PROBLEM REQUIREMENTS —
Set down each entry from the block beneath, exactly as written.
++++
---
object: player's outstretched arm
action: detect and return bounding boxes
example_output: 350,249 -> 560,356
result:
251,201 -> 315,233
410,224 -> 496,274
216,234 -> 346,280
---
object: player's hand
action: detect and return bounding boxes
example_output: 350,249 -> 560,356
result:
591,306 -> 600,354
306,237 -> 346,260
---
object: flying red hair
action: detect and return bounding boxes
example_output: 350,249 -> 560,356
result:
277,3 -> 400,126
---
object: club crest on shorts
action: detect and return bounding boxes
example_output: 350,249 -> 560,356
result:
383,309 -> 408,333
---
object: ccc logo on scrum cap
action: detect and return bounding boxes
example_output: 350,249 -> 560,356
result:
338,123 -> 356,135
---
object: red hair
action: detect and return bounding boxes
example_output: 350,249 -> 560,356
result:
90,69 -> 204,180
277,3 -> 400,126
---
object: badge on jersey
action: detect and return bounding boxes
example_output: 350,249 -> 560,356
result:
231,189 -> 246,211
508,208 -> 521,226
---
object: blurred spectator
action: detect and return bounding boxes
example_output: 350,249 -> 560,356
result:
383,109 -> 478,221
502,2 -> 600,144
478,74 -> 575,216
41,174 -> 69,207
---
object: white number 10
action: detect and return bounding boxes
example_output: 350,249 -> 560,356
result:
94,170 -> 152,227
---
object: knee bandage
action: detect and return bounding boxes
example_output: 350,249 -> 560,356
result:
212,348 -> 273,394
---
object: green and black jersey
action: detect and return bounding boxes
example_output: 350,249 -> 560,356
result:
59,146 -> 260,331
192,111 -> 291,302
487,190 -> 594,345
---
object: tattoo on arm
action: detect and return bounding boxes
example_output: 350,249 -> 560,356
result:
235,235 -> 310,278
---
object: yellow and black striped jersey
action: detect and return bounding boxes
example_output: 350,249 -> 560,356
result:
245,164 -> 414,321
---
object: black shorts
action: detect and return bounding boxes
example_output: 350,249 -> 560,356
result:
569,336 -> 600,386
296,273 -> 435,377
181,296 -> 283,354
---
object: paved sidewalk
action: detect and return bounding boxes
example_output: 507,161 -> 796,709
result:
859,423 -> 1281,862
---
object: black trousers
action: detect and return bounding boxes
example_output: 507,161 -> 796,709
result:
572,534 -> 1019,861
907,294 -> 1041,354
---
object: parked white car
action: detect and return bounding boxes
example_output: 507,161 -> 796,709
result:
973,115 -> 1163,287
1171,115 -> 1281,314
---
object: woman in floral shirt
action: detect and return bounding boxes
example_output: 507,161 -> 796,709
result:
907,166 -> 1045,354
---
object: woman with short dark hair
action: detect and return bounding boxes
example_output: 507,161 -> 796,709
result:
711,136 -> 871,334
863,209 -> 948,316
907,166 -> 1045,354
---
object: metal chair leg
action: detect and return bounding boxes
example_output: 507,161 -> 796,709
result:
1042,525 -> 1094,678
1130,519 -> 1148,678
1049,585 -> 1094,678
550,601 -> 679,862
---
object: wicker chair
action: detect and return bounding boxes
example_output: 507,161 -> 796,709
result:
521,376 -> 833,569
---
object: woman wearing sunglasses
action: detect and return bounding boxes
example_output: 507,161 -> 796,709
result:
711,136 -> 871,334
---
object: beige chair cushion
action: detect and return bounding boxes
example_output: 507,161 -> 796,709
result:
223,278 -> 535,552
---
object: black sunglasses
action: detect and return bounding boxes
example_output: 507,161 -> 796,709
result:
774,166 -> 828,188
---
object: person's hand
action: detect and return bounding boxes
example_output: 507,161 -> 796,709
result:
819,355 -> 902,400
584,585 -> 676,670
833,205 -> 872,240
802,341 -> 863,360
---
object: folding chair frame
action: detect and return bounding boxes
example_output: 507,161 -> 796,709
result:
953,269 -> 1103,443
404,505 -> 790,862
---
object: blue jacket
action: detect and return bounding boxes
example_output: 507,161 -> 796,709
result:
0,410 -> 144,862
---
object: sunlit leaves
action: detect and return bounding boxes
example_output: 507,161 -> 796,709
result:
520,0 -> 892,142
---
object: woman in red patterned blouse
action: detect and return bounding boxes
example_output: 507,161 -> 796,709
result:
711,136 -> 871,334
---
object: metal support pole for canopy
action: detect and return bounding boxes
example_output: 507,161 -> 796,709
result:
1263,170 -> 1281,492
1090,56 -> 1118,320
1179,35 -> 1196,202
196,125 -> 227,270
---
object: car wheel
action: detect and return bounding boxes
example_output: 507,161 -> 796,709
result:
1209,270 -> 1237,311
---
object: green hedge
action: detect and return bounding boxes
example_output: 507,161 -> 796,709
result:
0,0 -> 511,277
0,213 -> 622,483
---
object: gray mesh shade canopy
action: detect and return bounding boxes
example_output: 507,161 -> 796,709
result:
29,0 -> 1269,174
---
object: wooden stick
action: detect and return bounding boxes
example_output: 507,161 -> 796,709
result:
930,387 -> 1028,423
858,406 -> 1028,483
++++
RESULT —
---
object: player's outstretched arm
action: detect and return bounding boxes
example_output: 350,249 -> 560,356
result:
251,201 -> 315,233
410,224 -> 496,274
216,234 -> 346,280
---
object: player's hand
action: detect and return bounding boxes
example_output: 350,249 -> 560,356
result:
591,306 -> 600,354
306,237 -> 346,260
---
object: flying red hair
action: detect and return bounding boxes
example_output: 350,249 -> 560,356
result:
277,3 -> 400,126
---
object: club crest on shorts
action: detect and return bounding boxes
example_output: 350,249 -> 560,356
result:
383,309 -> 408,333
---
object: ccc logo on scrum cap
action: detect and return bounding boxes
example_output: 350,249 -> 560,356
result:
338,123 -> 356,135
---
object: red hair
action: detect and return bounding boxes
example_output: 350,249 -> 560,356
result:
90,69 -> 204,180
277,3 -> 400,126
---
object: badge on jersey
action: detect and return bounding boxes
example_output: 350,249 -> 560,356
result:
231,189 -> 246,211
508,208 -> 521,226
---
object: blurred spectator
action: detect and return bounding boxes
example_output: 350,249 -> 560,356
result:
383,109 -> 478,221
502,2 -> 600,144
478,74 -> 575,216
41,174 -> 69,207
---
object: white number 10
action: detect and return bounding boxes
example_output: 350,249 -> 560,356
result:
94,170 -> 152,227
---
object: knee bandage
action: detect and return bounding boxes
example_output: 350,249 -> 560,356
result:
212,348 -> 273,394
---
object: green and black jersey
action: detect and return bounding boxes
example_output: 350,249 -> 560,356
result:
59,146 -> 260,331
192,111 -> 291,302
487,190 -> 594,345
---
object: tattoo on arm
action: detect and return bounding boxes
example_output: 350,249 -> 560,356
result:
235,235 -> 310,278
---
object: yellow and black striped jersey
action: detect and return bounding boxes
example_output: 350,249 -> 560,356
result:
245,164 -> 414,321
---
object: black shorts
action: detect and return bounding boxes
example_output: 350,249 -> 560,356
result:
569,336 -> 600,386
296,273 -> 435,377
181,296 -> 283,354
---
object: paved sidewalk
action: detect and return bounding boxes
example_output: 507,161 -> 796,709
result:
859,423 -> 1281,862
---
object: black trousers
action: detect and return bounding boxes
example_output: 507,161 -> 796,709
result:
572,534 -> 1019,861
907,294 -> 1041,354
---
object: parked white car
action: detect and return bounding boxes
example_output: 507,161 -> 796,709
result:
973,115 -> 1163,287
1171,115 -> 1281,314
---
object: woman in floral shirt
action: detect and return bounding boxes
example_output: 507,161 -> 796,709
result:
907,166 -> 1045,354
---
object: woman with short dark hair
action: detect and return bounding boxes
example_output: 507,161 -> 796,709
result:
711,136 -> 871,334
863,209 -> 948,316
907,166 -> 1045,354
---
object: metal chair leg
action: detect and return bounding boxes
example_output: 507,161 -> 796,709
result:
1042,525 -> 1094,678
1130,519 -> 1148,678
1049,585 -> 1094,678
550,601 -> 679,862
---
object: wicker chair
action: detect and return bounding boxes
example_output: 507,161 -> 796,709
result:
521,376 -> 833,569
---
object: woman wearing sunglasses
action: detect and return bounding boxes
example_output: 507,161 -> 796,709
result:
711,136 -> 871,334
---
object: beige chair cushion
action: detect and return bounding boxes
example_output: 507,161 -> 796,709
result:
223,278 -> 535,552
---
object: black sunglasses
action: detect and return bounding boxes
example_output: 507,161 -> 796,709
result:
774,166 -> 828,188
---
object: person's hand
action: detect and return bounding boxes
example_output: 507,161 -> 796,709
result:
819,355 -> 902,400
584,585 -> 676,670
833,205 -> 872,240
802,341 -> 863,360
---
object: folding chair frame
action: detect and return bounding boxes
example_output: 507,161 -> 796,709
result:
953,269 -> 1103,443
404,505 -> 790,862
---
object: blue jacket
action: detect and return bounding boxes
example_output: 507,161 -> 796,709
result:
0,410 -> 144,862
---
object: sunlit leaves
action: detect and return bounding boxes
example_output: 507,161 -> 796,709
result:
520,0 -> 892,142
---
object: woman in red patterned blouse
action: detect and return bounding boxes
example_output: 507,161 -> 796,709
result:
711,136 -> 871,334
---
object: metal support pole for canopy
action: detect and return bounding boxes
example_output: 507,161 -> 796,709
result:
1263,170 -> 1281,492
1090,56 -> 1118,320
1179,35 -> 1196,202
196,125 -> 227,270
---
object: car wheel
action: detect and return bounding boxes
example_output: 507,161 -> 796,709
result:
1209,270 -> 1237,311
---
object: green hedge
action: detect and return bounding boxes
example_output: 507,161 -> 796,709
result:
0,0 -> 511,277
0,213 -> 622,483
---
object: gray mesh shade canopy
action: detect and return bounding boxes
example_output: 507,161 -> 796,709
result:
29,0 -> 1269,174
---
object: wooden stick
action: detect and return bounding boxes
example_output: 507,161 -> 796,709
result:
930,387 -> 1028,423
858,406 -> 1028,483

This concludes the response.